▸ Assignment 1: According to the dengue vaccine article, why did the United States Food and Drug Administration fast-track the vaccine?
▸ Assignment 2: In the dengue vaccine article, give the part that opens with the words containing "It plans to" and closes with "million doses annually." again, substituting "each year" for "annually".
▸ Assignment 3: Pick up the dengue vaccine article after its last sentence and write on from there.

▸ Supplied text:
- Opening Delimiter -

Nailing that elusive dengue vaccine

August 6, 2013

LYON – It has been a 20-year endeavour and the tests are still ongoing, but vaccine giant Sanofi Pasteur is so confident its dengue vaccine will work that it has already built a 300 million euro (S$504 million) plant to pump it out commercially.

It plans to have the world’s first vaccine for the mosquito-borne disease on the shelves by 2015, and has the capacity to churn out 100 million doses annually.

“We are now in the last step,” said Dr Guillaume Leroy, Sanofi Pasteur vice-president and dengue vaccine head, speaking at the production site in Neuville-sur-Saone in France.

“And we plan to go into all the countries where dengue is highly endemic.”

Trials so far have shown that the vaccine candidate is safe and protects effectively against dengue fever caused by three of the four dengue virus types.

The vaccine – which has been fast-tracked by the United States Food and Drug Administration (FDA) as it would address an important unmet medical need – is now being tested on more than 40,000 people in 10 countries. Results are expected next year.

- Closing Delimiter -

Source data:

- Opening Delimiter -

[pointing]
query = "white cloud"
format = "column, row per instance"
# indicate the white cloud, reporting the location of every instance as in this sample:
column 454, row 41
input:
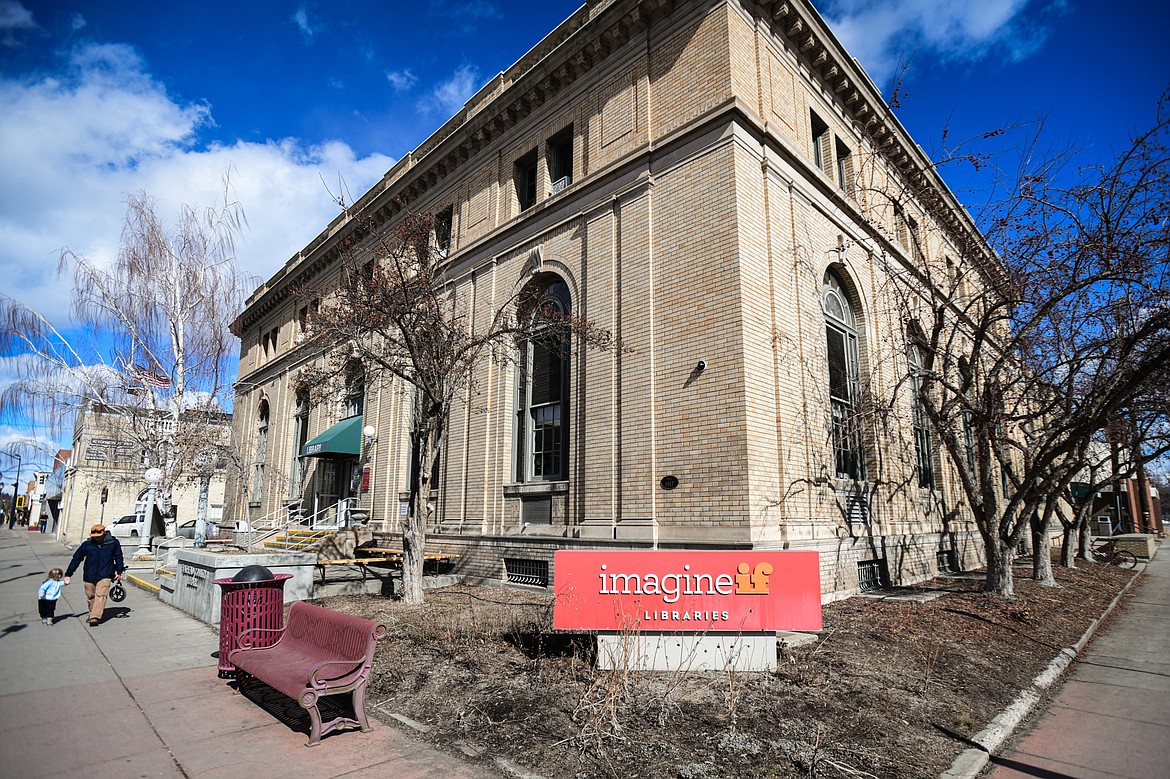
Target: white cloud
column 302, row 21
column 880, row 33
column 401, row 80
column 73, row 146
column 14, row 15
column 448, row 96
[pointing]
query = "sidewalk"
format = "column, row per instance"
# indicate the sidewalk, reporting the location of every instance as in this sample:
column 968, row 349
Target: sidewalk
column 1112, row 716
column 139, row 696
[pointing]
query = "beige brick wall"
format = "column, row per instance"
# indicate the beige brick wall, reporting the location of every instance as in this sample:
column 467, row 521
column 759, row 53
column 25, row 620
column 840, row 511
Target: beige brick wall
column 696, row 228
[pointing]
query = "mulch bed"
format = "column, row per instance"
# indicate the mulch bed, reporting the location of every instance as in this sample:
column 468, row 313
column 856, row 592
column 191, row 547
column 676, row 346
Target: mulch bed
column 892, row 687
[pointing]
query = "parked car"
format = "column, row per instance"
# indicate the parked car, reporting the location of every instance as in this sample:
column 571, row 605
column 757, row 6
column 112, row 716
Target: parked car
column 125, row 526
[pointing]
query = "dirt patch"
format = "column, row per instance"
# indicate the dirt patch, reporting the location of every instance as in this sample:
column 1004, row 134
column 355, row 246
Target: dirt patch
column 890, row 688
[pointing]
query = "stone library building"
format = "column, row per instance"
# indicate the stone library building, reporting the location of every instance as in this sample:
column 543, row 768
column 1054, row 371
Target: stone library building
column 721, row 186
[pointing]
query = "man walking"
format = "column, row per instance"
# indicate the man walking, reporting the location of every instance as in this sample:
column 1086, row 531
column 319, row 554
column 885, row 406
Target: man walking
column 103, row 562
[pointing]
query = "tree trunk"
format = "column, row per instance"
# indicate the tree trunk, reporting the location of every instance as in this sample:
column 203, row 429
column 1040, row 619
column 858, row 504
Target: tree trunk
column 1067, row 546
column 999, row 569
column 1082, row 532
column 414, row 532
column 1144, row 522
column 414, row 539
column 1041, row 553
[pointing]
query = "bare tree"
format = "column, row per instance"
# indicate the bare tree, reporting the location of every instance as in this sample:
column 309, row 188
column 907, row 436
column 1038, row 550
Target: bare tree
column 1029, row 353
column 398, row 314
column 149, row 339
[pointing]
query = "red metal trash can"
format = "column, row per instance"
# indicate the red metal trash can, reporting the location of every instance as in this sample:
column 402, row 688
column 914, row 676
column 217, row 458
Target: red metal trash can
column 247, row 605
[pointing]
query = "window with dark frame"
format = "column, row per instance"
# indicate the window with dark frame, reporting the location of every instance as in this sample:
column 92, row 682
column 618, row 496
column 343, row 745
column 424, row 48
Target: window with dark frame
column 820, row 151
column 355, row 391
column 844, row 167
column 561, row 159
column 444, row 220
column 844, row 380
column 906, row 231
column 923, row 442
column 300, row 438
column 261, row 459
column 543, row 388
column 524, row 177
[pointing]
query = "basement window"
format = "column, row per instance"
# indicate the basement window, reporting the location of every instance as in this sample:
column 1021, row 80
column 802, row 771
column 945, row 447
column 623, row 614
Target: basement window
column 872, row 574
column 534, row 573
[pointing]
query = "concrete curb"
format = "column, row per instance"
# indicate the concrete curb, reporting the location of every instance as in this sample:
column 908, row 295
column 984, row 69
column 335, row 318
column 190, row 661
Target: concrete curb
column 970, row 763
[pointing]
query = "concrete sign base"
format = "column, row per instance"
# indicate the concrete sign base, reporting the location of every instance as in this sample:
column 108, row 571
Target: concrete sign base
column 674, row 652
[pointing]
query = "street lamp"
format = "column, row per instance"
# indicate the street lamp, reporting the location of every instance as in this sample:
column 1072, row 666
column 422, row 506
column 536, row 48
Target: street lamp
column 15, row 485
column 206, row 461
column 152, row 477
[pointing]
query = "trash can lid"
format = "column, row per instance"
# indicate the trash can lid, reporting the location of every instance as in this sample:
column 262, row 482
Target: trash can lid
column 253, row 573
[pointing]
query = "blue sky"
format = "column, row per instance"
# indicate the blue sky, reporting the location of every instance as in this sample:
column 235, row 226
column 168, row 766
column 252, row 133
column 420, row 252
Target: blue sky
column 100, row 98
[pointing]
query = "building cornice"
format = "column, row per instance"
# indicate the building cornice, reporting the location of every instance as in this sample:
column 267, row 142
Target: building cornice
column 575, row 48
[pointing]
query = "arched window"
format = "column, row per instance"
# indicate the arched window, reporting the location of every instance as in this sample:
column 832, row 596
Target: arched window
column 257, row 471
column 923, row 442
column 542, row 386
column 300, row 438
column 844, row 379
column 355, row 391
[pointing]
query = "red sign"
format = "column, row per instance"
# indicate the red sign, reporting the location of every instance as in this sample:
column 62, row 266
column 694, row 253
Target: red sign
column 687, row 591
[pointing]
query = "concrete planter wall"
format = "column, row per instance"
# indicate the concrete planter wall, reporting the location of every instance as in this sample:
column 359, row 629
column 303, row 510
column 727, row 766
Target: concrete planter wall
column 197, row 593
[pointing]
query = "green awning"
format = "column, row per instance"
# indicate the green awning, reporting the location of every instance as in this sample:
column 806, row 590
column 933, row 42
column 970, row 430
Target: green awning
column 342, row 440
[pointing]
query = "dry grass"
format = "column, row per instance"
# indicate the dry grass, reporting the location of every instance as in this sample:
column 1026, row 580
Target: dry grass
column 888, row 690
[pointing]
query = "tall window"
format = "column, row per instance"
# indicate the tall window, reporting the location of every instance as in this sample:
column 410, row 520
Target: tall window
column 923, row 445
column 844, row 385
column 906, row 231
column 355, row 391
column 300, row 438
column 525, row 180
column 819, row 140
column 844, row 167
column 444, row 220
column 542, row 395
column 257, row 469
column 561, row 159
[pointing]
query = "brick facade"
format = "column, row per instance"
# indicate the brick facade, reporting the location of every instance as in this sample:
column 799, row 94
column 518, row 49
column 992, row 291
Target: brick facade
column 700, row 221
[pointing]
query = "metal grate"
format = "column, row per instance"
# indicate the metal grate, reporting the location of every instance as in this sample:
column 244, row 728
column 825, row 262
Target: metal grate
column 871, row 574
column 527, row 572
column 857, row 510
column 947, row 560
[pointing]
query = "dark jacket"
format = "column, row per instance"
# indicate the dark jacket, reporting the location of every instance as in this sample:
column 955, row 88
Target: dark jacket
column 103, row 558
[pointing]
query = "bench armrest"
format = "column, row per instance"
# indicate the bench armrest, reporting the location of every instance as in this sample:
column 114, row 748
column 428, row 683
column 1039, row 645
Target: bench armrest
column 353, row 664
column 243, row 641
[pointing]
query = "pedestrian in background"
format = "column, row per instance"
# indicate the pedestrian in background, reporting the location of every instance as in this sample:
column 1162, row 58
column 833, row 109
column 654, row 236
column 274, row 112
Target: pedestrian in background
column 102, row 553
column 48, row 594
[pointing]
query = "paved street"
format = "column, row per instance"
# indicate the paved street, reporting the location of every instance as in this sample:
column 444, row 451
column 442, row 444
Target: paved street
column 1112, row 716
column 138, row 696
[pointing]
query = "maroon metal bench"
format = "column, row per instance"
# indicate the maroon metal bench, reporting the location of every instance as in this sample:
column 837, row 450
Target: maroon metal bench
column 318, row 652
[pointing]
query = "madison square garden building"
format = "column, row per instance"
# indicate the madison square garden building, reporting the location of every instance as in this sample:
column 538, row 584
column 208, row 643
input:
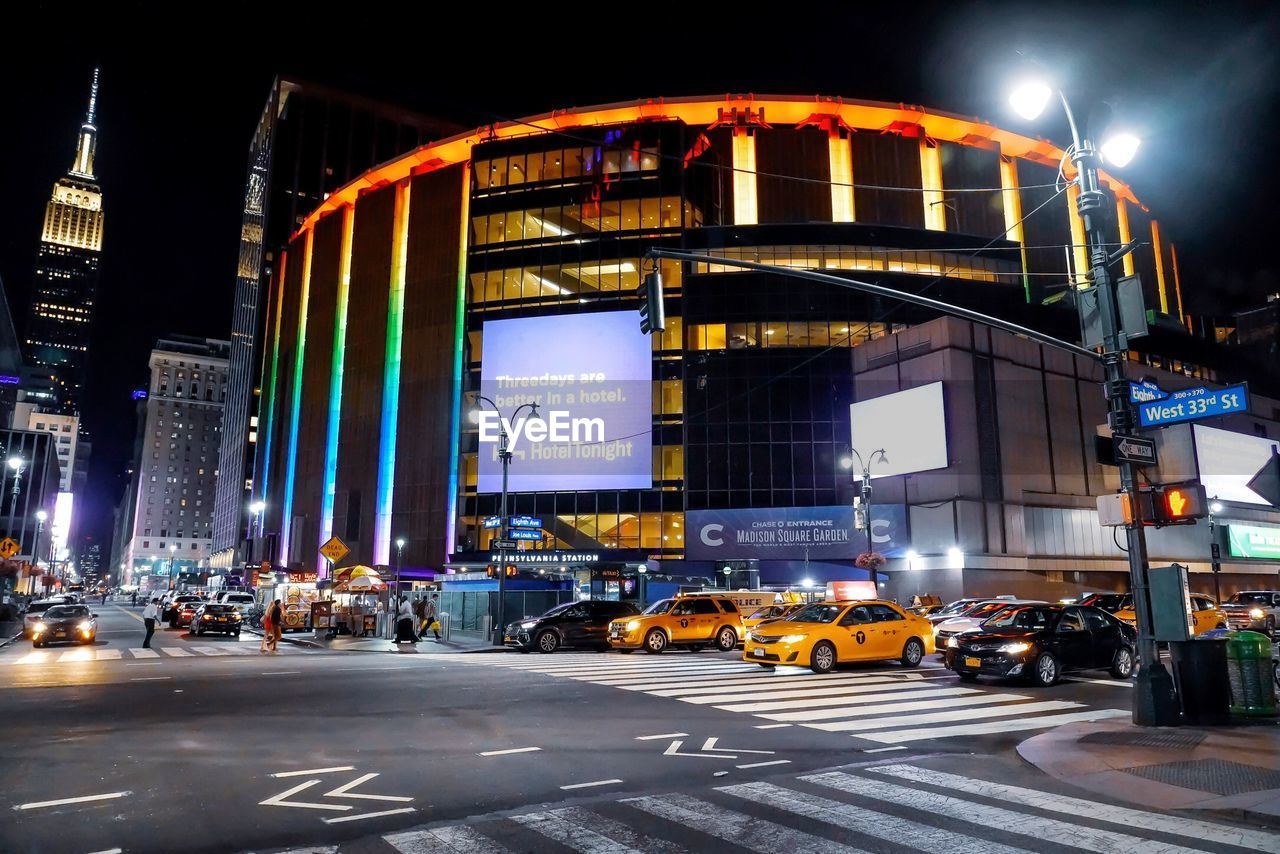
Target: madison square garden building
column 501, row 266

- Closing Delimiter -

▸ Reply 1: The FDA fast-tracked it because it would address an important unmet medical need.

▸ Reply 2:
It plans to have the world’s first vaccine for the mosquito-borne disease on the shelves by 2015, and has the capacity to churn out 100 million doses each year.

▸ Reply 3:
Renowned dengue expert Duane Gubler, who has been studying dengue for 44 years, is optimistic.

“For the first time in my career, I think we’re near a stage in which we can control dengue as a major public health problem,” said Professor Gubler, who is with the Duke-NUS Graduate Medical School Singapore’s emerging infectious diseases programme.

“I didn’t think I’d live long enough to see this.”

Dr Roberto Tapia-Conyer, former Undersecretary of Health in Mexico and chief executive officer of the Carlos Slim Foundation, a non-profit organisation involved in developing public and social projects in Mexico and Latin America, said: “It’s a historic moment. There’s no question that we’re closer than ever to having a safe and effective vaccine against dengue.”

The next important step, he added, is to cut through red tape to make sure the vaccine is used where it is needed most.

Last year, dengue ranked as the fastest-spreading vector-borne viral disease with epidemic potential in the world, registering a 30-fold increase in disease incidence over the past 50 years, according to the World Health Organisation.

Dengue is also a leading cause of hospitalisation and death among children in endemic countries.

At Sanofi Pasteur’s gleaming new vaccine production plant, manufacturing is done at clean room standards.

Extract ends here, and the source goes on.